Text passage –
☆ ☆ ☆ ☆

Thread: challenging constraint situation - how do I make it real in SQL?

challenging constraint situation - how do I make it real in SQL?

From

"Harald Armin Massa"

Date:

24 May 2006, 04:37:10

I have a business rule which gives me rahter big challenges to "melt in SQL":

At one "point in time" only one version may be active.

Simplified:

CREATE TABLE sample
(
  id_field int4,
  value text,
  validfrom timestamp,
  validto timestamp
)
within one timespan, every id_field has to be unique.

so, this is a set of legal data:

1, 'fire', -infinity                              , 2005-09-01 21:02:15.078
1, 'water', 2005-09-01 21:02:15.078, infinity


this is an illegal set of data:

1, 'fire', -infinity                              , 2005-09-01 21:02:15.078
1, 'water', 2005-05-01 12:15:15.078, infinity

because between 2005-05-01 12:15:15.078 and 2005-09-01 21:02:15.078
there are 2 values for id_field 1

 As a first measure I have made a unique key on (id_field ,
validfrom), because the "timespans"  are created by update rules of a
view, so that I am quite sure that there are no overlapping ... as
long as nobody touches the table by himself.

☆ ☆ ☆ ☆

The data –
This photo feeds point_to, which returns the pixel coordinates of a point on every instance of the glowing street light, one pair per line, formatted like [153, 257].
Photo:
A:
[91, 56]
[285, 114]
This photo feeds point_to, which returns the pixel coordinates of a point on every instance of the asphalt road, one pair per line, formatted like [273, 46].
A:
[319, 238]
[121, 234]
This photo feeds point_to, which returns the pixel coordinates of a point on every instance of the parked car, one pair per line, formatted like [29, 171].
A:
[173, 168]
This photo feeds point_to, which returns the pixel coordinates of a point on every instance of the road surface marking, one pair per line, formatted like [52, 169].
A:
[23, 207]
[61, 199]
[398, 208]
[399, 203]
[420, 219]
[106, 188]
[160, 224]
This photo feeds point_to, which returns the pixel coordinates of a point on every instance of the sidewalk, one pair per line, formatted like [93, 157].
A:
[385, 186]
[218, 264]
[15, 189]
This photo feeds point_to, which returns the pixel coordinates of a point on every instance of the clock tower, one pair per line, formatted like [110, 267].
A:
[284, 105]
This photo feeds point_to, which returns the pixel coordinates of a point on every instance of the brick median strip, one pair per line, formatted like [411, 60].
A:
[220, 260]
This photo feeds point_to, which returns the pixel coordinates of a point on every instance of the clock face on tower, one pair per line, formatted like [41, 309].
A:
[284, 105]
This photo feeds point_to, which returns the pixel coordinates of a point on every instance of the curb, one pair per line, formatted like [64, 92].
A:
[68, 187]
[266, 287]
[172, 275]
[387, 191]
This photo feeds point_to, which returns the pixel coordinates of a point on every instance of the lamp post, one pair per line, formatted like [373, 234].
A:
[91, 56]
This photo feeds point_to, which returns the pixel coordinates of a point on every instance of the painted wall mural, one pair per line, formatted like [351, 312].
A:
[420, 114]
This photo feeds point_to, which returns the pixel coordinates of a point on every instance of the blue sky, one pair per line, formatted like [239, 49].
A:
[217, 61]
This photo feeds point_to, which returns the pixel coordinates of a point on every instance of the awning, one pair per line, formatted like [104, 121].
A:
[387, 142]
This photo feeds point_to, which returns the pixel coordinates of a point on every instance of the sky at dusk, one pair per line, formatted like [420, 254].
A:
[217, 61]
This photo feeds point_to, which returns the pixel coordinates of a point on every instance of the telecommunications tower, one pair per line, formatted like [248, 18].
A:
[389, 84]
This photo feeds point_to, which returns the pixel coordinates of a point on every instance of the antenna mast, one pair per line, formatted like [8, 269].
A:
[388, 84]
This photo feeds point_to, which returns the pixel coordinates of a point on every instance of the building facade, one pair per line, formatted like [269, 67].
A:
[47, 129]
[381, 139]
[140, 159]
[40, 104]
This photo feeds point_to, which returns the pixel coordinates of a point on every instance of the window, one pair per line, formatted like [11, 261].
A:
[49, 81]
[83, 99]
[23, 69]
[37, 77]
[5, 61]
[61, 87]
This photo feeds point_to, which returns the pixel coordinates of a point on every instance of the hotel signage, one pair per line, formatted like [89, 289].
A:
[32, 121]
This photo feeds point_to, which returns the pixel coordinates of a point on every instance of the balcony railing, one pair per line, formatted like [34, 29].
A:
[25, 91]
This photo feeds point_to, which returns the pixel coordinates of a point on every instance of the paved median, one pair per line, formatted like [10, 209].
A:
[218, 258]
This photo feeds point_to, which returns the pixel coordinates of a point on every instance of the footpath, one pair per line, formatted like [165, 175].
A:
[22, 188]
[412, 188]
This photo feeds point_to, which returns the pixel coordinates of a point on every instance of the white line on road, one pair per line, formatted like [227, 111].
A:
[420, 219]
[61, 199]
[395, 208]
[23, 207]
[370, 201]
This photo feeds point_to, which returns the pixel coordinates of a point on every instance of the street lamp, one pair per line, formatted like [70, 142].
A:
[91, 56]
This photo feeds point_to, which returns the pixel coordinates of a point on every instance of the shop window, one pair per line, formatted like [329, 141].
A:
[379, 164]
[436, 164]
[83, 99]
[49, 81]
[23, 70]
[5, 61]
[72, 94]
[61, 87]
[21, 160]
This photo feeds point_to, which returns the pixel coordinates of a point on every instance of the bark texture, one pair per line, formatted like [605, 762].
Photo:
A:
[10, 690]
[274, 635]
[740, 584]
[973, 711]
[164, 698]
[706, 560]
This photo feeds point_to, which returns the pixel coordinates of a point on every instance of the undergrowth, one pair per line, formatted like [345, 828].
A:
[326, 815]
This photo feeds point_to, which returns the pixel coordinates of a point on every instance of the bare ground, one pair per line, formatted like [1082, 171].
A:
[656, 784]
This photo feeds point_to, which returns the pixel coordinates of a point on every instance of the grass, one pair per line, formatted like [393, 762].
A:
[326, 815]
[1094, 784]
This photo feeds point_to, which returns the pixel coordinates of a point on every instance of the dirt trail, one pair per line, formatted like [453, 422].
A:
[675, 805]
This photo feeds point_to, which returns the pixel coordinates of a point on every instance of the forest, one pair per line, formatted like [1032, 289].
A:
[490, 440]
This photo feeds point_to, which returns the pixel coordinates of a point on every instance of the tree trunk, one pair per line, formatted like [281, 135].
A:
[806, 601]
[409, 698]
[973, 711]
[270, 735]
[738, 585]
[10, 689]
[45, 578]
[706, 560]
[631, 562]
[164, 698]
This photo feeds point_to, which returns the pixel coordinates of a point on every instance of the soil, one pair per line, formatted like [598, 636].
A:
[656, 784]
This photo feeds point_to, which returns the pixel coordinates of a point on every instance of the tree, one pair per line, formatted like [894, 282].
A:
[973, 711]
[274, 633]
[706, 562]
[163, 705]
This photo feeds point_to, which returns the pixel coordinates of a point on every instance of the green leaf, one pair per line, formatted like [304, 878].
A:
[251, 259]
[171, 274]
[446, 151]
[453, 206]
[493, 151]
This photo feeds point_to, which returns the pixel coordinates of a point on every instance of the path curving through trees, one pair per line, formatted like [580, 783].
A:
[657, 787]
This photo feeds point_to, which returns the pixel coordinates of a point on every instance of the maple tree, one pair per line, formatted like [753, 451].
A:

☆ ☆ ☆ ☆

Directives –
[a] Translate this sentence from the SQL constraint thread into German: At one "point in time" only one version may be active.
[b] Please rescale the entries from the line containing "like [393, 762]." through the end of the entries. Reproduce every line, requests included, multiplying each pixel coordinate in the answers by 1.7 and rounding to whole numbers, with halves rounded up.

Results in order –
[a] Zu einem „Zeitpunkt“ darf nur eine Version aktiv sein.

[b]
This photo feeds point_to, which returns the pixel coordinates of a point on every instance of the grass, one pair per line, formatted like [393, 762].
A:
[554, 1386]
[1860, 1333]
This photo feeds point_to, which returns the pixel coordinates of a point on every instance of the dirt trail, one pair per line, formatted like [453, 422].
A:
[1148, 1369]
This photo feeds point_to, which returns the pixel coordinates of a point on every instance of the forest, one pair per line, formatted like [1032, 289].
A:
[833, 748]
This photo feeds point_to, which returns the pixel coordinates of a point on every instance of the tree trunk, one pair per line, formatted like [281, 135].
A:
[1370, 1022]
[695, 1187]
[1654, 1209]
[459, 1250]
[1255, 995]
[17, 1171]
[77, 983]
[1200, 952]
[1073, 955]
[279, 1187]
This photo feeds point_to, which returns the pixel coordinates of a point on every instance of the soil, one pair per line, formatted like [598, 636].
A:
[1115, 1333]
This photo feeds point_to, which returns the pixel coordinates of a point on every instance of the tree, one pair per line, formatted like [894, 282].
A:
[1654, 1209]
[466, 1076]
[1200, 955]
[277, 1199]
This photo feeds point_to, which returns the pixel coordinates of a point on every instance of the green leaf, one pair per line, formatted like [304, 878].
A:
[427, 440]
[291, 466]
[758, 257]
[770, 350]
[838, 257]
This photo feeds point_to, which returns the pixel coordinates of a point on every instance of the path curving through trees, one pair per line, formatted like [580, 783].
A:
[1117, 1338]
This photo feeds point_to, which returns the pixel coordinates of a point on every instance of the maple tree, one pair per line, formatted like [753, 451].
A:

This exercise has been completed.